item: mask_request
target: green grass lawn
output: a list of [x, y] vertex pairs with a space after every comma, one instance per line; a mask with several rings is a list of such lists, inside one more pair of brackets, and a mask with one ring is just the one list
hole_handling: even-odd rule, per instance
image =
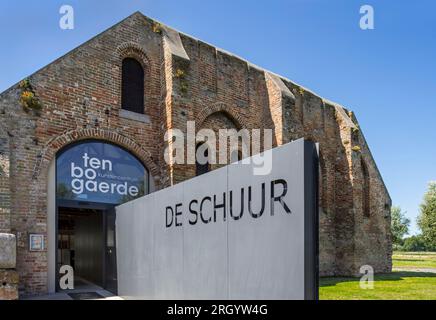
[[436, 252], [394, 252], [393, 269], [403, 268], [435, 268]]
[[374, 289], [361, 289], [359, 278], [321, 278], [320, 299], [436, 300], [436, 273], [407, 271], [436, 268], [435, 252], [395, 252], [392, 260], [394, 272], [376, 275]]

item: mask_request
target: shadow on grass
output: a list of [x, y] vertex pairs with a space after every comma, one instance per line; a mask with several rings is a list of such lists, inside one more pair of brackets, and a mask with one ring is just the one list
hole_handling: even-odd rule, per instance
[[409, 258], [392, 258], [392, 261], [407, 261], [407, 262], [423, 262], [426, 263], [431, 260], [422, 260], [422, 259], [409, 259]]
[[[414, 272], [414, 271], [394, 271], [391, 273], [381, 273], [374, 275], [374, 281], [400, 281], [404, 278], [436, 278], [436, 273]], [[343, 282], [359, 282], [360, 277], [320, 277], [319, 286], [335, 286]]]

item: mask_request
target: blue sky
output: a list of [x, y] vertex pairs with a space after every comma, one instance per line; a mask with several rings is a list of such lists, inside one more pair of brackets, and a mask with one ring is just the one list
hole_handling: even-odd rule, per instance
[[[59, 28], [63, 4], [74, 30]], [[359, 28], [364, 4], [374, 30]], [[435, 1], [2, 1], [0, 92], [137, 10], [353, 110], [417, 232], [436, 180]]]

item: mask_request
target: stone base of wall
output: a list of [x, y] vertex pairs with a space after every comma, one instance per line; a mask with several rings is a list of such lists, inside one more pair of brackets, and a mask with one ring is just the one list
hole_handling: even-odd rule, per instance
[[15, 235], [0, 233], [0, 300], [18, 299]]
[[18, 272], [0, 269], [0, 300], [18, 299]]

Activity
Repeat, word for word, every line from the line that contains "target: stone base of wall" to the end of the entries; include both of those lines and no others.

Solution to this exercise
target: stone base of wall
output: a list of [x, y] vertex pairs with a space after every comma, one instance per line; a mask with several rings is a list of such lists, inside one more pair of brackets, and a mask with one ring is just the one list
hole_handling: even-odd rule, per instance
[[15, 235], [0, 233], [0, 300], [18, 299]]
[[18, 272], [0, 269], [0, 300], [18, 299]]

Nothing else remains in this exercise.